■ What the task requires ■
Copy the rows from the line that has "Reviewer note: confirm that every instance of the girl's blonde" through the line that has "Target: girl's blonde hair", with "blonde" changed to "golden" and nothing else altered.

■ Material for this task ■

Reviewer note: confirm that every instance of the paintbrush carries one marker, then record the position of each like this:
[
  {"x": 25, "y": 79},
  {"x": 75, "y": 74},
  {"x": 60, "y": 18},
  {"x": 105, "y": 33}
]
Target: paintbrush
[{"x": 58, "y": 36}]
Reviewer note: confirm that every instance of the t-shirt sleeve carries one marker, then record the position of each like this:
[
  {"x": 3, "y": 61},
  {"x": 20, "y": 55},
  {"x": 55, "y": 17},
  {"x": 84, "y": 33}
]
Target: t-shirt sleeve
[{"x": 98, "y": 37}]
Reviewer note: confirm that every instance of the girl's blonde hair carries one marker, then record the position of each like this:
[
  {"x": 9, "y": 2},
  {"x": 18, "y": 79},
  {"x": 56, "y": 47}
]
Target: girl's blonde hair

...

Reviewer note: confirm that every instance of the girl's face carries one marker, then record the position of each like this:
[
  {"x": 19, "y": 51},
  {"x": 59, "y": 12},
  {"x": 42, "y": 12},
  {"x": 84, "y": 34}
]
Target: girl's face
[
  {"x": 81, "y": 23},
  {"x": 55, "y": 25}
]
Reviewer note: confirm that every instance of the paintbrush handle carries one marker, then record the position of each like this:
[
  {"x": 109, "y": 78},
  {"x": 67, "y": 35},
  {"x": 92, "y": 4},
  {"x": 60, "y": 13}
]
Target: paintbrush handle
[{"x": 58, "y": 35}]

■ Written reply ■
Reviewer note: confirm that every instance of the girl's golden hair carries one marker, then record the position of each like this:
[
  {"x": 9, "y": 2},
  {"x": 18, "y": 79},
  {"x": 56, "y": 47}
]
Target: girl's golden hair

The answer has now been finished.